## SUPPLIED RECORDS:
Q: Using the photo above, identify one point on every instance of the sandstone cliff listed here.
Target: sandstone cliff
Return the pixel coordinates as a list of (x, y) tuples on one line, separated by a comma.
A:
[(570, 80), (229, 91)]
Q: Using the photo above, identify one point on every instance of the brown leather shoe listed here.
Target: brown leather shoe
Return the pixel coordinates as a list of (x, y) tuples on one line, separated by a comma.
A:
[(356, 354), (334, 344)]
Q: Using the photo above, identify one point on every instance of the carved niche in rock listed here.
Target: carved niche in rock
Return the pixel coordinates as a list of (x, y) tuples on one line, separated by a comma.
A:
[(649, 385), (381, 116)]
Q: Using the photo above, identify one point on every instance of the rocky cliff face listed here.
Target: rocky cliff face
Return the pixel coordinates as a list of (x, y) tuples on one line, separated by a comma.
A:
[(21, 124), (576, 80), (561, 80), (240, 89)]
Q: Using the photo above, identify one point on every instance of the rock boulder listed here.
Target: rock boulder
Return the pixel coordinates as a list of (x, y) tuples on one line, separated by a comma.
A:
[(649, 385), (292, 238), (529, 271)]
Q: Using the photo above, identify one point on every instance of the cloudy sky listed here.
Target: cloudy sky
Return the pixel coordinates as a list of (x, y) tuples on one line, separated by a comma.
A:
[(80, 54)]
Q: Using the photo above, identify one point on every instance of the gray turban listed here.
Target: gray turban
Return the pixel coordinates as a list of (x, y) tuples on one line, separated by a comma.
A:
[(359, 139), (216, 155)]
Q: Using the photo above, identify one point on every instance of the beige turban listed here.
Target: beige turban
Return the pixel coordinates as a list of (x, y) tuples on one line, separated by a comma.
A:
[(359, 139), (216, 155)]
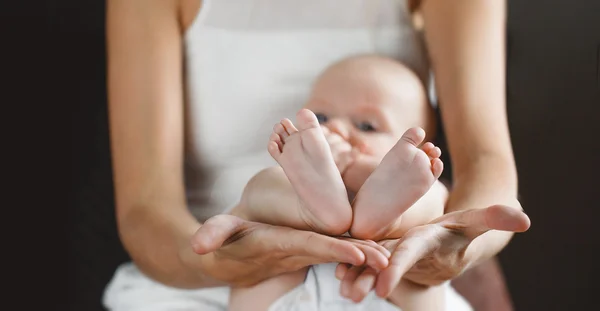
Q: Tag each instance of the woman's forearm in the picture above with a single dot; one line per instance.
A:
(158, 241)
(466, 41)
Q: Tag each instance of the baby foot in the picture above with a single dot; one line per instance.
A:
(404, 175)
(305, 157)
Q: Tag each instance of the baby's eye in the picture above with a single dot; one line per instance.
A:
(321, 117)
(365, 127)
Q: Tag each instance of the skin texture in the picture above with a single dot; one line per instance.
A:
(465, 40)
(166, 242)
(466, 44)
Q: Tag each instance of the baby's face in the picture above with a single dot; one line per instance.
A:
(370, 111)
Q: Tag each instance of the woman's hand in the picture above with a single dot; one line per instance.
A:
(431, 254)
(242, 253)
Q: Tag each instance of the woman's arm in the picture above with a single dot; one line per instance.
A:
(145, 98)
(145, 87)
(466, 44)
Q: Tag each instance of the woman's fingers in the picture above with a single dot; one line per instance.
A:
(321, 247)
(349, 280)
(376, 256)
(363, 284)
(340, 270)
(413, 247)
(215, 231)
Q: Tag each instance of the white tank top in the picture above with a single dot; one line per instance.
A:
(250, 63)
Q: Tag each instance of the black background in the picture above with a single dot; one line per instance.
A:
(554, 112)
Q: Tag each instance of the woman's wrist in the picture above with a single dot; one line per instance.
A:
(199, 267)
(484, 185)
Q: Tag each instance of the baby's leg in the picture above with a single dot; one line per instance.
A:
(306, 159)
(415, 297)
(405, 174)
(270, 198)
(264, 294)
(429, 207)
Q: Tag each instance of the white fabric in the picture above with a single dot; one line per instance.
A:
(321, 291)
(250, 63)
(131, 290)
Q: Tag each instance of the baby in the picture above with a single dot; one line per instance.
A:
(354, 162)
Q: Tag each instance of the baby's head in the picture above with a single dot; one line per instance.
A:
(371, 101)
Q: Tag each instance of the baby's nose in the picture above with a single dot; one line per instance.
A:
(338, 127)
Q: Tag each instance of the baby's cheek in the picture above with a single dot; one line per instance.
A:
(381, 146)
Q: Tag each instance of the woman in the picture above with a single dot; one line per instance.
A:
(198, 84)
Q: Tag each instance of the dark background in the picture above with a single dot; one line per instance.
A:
(554, 112)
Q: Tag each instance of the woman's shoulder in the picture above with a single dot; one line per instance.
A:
(188, 11)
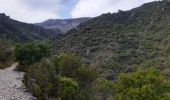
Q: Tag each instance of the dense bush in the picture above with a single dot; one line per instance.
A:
(6, 55)
(63, 77)
(142, 85)
(29, 54)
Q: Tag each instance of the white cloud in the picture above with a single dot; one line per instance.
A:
(92, 8)
(20, 11)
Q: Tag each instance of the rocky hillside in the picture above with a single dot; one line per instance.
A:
(62, 25)
(18, 31)
(123, 41)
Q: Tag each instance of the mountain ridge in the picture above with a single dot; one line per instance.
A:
(13, 30)
(62, 25)
(119, 42)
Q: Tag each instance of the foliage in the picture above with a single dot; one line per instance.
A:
(6, 55)
(68, 88)
(103, 89)
(141, 85)
(123, 41)
(67, 64)
(52, 79)
(28, 54)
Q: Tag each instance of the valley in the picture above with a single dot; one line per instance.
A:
(114, 56)
(11, 86)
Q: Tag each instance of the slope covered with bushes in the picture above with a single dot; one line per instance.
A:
(123, 41)
(6, 54)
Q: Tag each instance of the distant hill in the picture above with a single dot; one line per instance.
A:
(13, 30)
(62, 25)
(123, 41)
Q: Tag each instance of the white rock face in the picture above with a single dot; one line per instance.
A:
(11, 86)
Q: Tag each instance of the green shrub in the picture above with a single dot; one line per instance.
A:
(142, 85)
(68, 88)
(29, 54)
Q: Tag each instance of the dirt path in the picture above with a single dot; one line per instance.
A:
(11, 86)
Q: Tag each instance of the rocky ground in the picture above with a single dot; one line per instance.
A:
(11, 86)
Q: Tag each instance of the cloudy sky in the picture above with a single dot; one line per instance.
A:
(33, 11)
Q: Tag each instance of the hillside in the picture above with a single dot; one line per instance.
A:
(62, 25)
(123, 41)
(18, 31)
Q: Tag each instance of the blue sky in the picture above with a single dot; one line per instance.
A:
(33, 11)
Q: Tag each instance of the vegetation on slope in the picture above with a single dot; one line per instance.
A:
(6, 54)
(123, 41)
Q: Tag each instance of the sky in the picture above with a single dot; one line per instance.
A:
(34, 11)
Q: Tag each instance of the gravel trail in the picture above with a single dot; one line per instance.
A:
(11, 86)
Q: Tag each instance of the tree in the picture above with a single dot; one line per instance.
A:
(67, 64)
(147, 84)
(68, 88)
(29, 54)
(40, 78)
(103, 89)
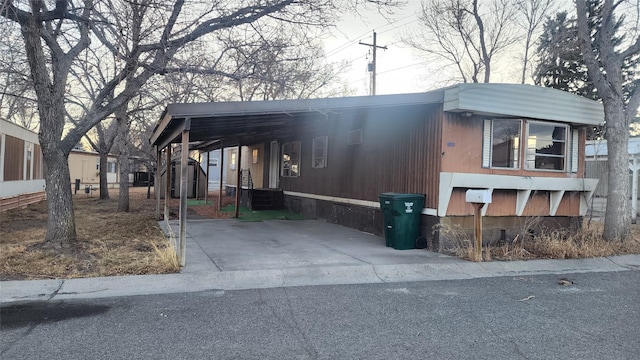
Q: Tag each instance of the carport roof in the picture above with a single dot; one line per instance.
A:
(214, 124)
(245, 122)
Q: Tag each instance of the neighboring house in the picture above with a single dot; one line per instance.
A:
(597, 164)
(85, 166)
(21, 169)
(331, 158)
(196, 179)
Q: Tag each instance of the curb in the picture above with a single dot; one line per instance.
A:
(90, 288)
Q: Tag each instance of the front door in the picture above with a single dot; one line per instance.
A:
(274, 165)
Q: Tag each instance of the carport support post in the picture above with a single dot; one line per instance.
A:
(184, 172)
(238, 181)
(167, 185)
(477, 215)
(206, 179)
(634, 166)
(156, 184)
(221, 163)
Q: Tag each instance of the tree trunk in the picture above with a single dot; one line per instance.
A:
(104, 190)
(617, 221)
(61, 226)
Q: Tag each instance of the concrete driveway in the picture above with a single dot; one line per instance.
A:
(233, 245)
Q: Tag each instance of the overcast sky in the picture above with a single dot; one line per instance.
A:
(399, 69)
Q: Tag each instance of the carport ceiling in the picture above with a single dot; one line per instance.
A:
(214, 125)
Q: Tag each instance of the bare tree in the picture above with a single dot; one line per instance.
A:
(466, 34)
(605, 57)
(534, 12)
(17, 101)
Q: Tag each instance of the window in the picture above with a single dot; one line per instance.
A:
(291, 159)
(354, 137)
(546, 146)
(319, 152)
(232, 165)
(501, 146)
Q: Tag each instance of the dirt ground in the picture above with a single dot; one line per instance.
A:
(109, 242)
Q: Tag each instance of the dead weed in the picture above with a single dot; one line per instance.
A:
(559, 244)
(109, 242)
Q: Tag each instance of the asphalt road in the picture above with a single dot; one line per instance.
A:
(531, 317)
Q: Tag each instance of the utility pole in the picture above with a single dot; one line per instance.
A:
(372, 66)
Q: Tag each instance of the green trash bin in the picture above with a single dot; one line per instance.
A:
(401, 214)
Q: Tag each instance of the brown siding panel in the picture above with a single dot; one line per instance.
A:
(14, 159)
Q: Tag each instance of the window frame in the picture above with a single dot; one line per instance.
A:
(293, 161)
(487, 145)
(319, 161)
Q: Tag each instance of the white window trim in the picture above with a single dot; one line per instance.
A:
(323, 141)
(487, 145)
(567, 141)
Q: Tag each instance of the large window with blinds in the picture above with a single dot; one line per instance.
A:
(547, 146)
(502, 143)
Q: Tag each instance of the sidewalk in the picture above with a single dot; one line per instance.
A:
(228, 255)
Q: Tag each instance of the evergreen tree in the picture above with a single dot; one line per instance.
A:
(561, 64)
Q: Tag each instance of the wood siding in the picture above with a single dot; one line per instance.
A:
(13, 159)
(399, 152)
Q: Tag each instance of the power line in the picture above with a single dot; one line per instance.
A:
(372, 68)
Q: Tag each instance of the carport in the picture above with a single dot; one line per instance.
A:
(210, 126)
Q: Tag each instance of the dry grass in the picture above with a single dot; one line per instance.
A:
(585, 243)
(109, 242)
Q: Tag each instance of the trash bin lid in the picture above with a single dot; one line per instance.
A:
(400, 196)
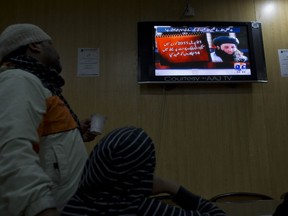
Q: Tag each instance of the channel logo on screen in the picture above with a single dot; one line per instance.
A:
(240, 67)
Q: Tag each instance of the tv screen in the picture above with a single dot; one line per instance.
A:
(200, 52)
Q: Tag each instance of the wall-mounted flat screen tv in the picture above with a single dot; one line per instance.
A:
(200, 52)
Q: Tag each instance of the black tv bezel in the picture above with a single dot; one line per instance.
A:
(146, 42)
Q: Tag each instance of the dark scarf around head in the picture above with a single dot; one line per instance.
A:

## WORK INSTRUCTIONS:
In the entries above, find each line with the string "face" and copy it.

## WRITTEN SOLUTION:
Q: Using the photo above, identify one point on every instance of the rocky cliff face listed here.
Target: rocky cliff face
Q: Tag each instance of the baby's face in the picture above with a single dot; one line per instance.
Q: Tag each instance of the white rock face in the picture above with a single dot; one line per instance.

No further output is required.